§ Work to be completed
Rewrite the entries from the line containing "of the blurred" through the end of the entries, replacing "planogram" with "inventory" and leaving everything else unchanged.

§ Source material

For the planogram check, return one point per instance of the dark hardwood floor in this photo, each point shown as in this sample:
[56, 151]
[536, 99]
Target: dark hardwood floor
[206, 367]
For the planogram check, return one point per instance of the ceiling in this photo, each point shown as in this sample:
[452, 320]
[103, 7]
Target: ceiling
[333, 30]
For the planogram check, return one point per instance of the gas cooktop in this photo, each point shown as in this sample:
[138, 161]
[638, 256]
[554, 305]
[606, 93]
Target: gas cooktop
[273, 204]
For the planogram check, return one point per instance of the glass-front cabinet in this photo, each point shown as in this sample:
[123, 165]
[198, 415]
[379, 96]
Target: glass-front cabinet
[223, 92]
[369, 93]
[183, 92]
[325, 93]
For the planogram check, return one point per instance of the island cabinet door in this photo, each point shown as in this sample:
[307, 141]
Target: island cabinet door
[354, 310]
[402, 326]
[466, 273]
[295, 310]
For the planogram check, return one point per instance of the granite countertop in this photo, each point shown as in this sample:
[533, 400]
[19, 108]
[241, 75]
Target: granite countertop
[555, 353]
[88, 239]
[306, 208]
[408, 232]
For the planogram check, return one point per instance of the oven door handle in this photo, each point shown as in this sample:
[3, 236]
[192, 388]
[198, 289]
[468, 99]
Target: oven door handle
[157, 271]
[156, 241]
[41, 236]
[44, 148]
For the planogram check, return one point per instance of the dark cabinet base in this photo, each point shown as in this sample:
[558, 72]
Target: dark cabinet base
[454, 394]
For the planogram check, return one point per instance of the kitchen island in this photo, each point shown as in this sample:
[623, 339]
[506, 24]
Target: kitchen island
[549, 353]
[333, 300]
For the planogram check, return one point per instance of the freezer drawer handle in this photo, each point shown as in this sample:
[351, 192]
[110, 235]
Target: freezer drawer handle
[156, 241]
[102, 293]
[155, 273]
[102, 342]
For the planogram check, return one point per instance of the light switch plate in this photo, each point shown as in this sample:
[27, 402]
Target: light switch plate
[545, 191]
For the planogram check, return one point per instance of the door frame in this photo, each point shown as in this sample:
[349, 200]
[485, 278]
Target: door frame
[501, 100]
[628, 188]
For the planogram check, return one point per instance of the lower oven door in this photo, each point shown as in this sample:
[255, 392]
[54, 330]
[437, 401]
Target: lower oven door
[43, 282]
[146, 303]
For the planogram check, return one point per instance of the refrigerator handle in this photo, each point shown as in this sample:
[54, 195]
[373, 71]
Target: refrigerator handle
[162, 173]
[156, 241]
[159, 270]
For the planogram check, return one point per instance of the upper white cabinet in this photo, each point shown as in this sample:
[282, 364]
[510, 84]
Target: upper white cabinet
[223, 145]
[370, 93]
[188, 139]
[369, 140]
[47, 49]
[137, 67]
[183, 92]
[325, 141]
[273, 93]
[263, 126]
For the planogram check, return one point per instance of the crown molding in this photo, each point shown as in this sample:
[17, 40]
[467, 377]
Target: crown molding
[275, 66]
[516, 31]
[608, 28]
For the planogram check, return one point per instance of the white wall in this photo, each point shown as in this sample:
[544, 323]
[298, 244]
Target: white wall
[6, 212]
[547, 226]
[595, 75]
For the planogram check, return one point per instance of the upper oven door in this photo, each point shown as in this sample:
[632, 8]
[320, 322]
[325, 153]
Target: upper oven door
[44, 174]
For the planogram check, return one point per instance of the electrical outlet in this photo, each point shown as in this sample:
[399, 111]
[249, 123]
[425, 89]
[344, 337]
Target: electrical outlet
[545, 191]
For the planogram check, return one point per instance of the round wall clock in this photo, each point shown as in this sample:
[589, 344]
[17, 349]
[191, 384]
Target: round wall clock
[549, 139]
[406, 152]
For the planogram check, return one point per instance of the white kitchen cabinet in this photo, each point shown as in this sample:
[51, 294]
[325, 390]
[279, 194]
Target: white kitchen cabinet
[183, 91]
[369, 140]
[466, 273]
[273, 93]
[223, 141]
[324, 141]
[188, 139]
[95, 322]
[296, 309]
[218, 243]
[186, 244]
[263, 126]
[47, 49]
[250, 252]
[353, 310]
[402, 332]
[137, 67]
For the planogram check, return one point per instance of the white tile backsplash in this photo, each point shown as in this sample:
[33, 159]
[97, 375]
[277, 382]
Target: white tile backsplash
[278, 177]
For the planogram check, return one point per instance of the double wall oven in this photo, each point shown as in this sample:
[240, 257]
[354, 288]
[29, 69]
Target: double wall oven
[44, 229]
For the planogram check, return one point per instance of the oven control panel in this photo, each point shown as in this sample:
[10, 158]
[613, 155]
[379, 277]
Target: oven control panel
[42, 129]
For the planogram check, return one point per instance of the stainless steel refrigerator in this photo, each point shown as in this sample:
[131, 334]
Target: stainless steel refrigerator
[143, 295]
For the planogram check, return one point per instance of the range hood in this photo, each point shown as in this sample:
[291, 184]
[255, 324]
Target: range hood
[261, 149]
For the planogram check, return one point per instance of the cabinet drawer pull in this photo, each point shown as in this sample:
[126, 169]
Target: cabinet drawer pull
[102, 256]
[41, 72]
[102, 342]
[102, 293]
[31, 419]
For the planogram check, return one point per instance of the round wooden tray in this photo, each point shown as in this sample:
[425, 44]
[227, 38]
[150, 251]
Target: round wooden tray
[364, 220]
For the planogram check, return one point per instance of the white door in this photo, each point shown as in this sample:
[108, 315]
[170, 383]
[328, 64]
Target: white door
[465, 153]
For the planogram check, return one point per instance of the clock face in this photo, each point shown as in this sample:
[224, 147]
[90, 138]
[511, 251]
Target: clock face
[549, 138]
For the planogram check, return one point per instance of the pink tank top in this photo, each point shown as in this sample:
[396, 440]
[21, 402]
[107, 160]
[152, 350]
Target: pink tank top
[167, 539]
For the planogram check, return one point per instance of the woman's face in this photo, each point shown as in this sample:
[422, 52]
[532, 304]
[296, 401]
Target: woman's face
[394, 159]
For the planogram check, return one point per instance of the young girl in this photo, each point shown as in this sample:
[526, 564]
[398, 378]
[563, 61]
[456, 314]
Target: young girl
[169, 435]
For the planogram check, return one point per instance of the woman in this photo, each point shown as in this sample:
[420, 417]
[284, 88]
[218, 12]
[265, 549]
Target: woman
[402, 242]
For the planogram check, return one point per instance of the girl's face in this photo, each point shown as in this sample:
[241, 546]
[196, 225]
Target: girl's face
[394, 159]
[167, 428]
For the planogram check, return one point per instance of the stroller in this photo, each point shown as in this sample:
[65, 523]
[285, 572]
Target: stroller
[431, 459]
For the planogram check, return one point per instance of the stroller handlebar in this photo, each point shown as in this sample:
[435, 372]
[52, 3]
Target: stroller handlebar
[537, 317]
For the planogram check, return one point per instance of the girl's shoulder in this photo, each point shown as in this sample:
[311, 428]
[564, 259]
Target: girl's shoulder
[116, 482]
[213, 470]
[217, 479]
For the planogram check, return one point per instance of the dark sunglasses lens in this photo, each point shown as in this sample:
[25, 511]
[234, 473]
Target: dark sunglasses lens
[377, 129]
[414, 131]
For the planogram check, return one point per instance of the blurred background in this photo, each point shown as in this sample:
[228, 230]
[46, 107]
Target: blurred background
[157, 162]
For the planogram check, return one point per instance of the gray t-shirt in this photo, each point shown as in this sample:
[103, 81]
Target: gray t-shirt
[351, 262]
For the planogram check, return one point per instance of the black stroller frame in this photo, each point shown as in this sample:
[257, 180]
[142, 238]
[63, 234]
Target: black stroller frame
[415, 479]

§ Result for this exercise
For the inventory check, return one point per instance of the blurred background in this photo, each point shown as in this sample:
[228, 230]
[46, 107]
Target: blurred background
[157, 162]
For the inventory check, return one point per instance of the gray t-shirt in this photo, each point shown as in this sample:
[103, 81]
Target: gray t-shirt
[351, 262]
For the inventory check, return one point per instance of the black stroller frame in this photo, each point shown as in this sample:
[257, 180]
[142, 238]
[63, 234]
Target: black stroller frame
[415, 479]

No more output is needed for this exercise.